(EXCERPT PROVIDED):
*** Begin section ***

NEW YORK (Reuters) - News Corp's Internet social network, MySpace, and Viacom Inc's MTV will unveil a plan on Thursday to host a series of discussions between U.S. presidential candidates and Internet viewers simultaneously.

Entertainment  |  Barack Obama

The event marks the first wide-scale collaboration between the two companies, controlled by rival media moguls News Corp's Rupert Murdoch and Viacom's Sumner Redstone.

The event, held in college campuses across the United States and streamed live on both sites bills itself as the first "real-time" dialogue between America's youths and 11 candidates from Senator Hilary Clinton to former New York Mayor Rudy Giuliani and differs from similar recent events.

Audience members at the campuses will ask questions directly. Online viewers will be able to submit questions by sending e-mails or instant messages from their computers, or by text messages from cell phones.

Online viewer reactions will be polled on both Web sites.

The series comes on the heels of a recent Democratic party presidential debate held by Google Inc's YouTube and Time Warner Inc's CNN that featured prerecorded questions from YouTube users at home and was moderated by CNN anchor Anderson Cooper.

*** End section ***

(GIVEN INFORMATION):

*** Begin section ***

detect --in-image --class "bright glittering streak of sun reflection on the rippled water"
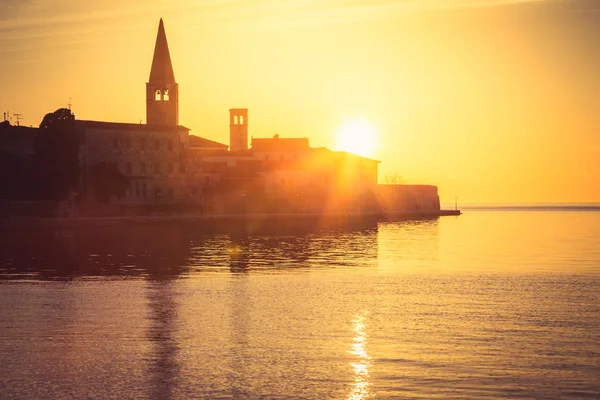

*** End section ***

(WORK REQUEST 1):
For the Reuters report above on the MySpace and MTV candidate discussions, say whether each statement agrees with it, answering yes or no and quoting the exact words that decide it: (a) Online viewers can send in questions by text message from a cell phone. (b) The discussions will take place in television studios in New York. (c) The recent YouTube and CNN debate had Anderson Cooper as its moderator.
(WORK REQUEST 2):
Extend the Reuters report on the MySpace and MTV candidate discussions, picking up after its final sentence.

(EXPECTED ANSWER 1):
(a) Yes: "or by text messages from cell phones."
(b) No: "held in college campuses across the United States"
(c) Yes: "was moderated by CNN anchor Anderson Cooper."

(EXPECTED ANSWER 2):
"Neither of us wanted to see yet another event with a dozen candidates giving consultant-crafted answers," MySpaceTV general manager Jeff Berman said in a telephone interview. The event aims to promote "unfiltered direct conversations."

Questions from the audience sent through instant messaging software will be selected by moderators at the event and be presented to the candidate, executives said.

The event will also be broadcast on MTV and mtvU, a 24-hour college channel in more than 750 U.S. colleges.

It is part of MTV's "Choose or Lose" campaign, launched in 1992, to engage youth voters to participate in the political process.

"There (will be) a true digital representation of the community," Ian Rowe, MTV vice president of strategic partnership, said in a telephone interview. "That has never happened before."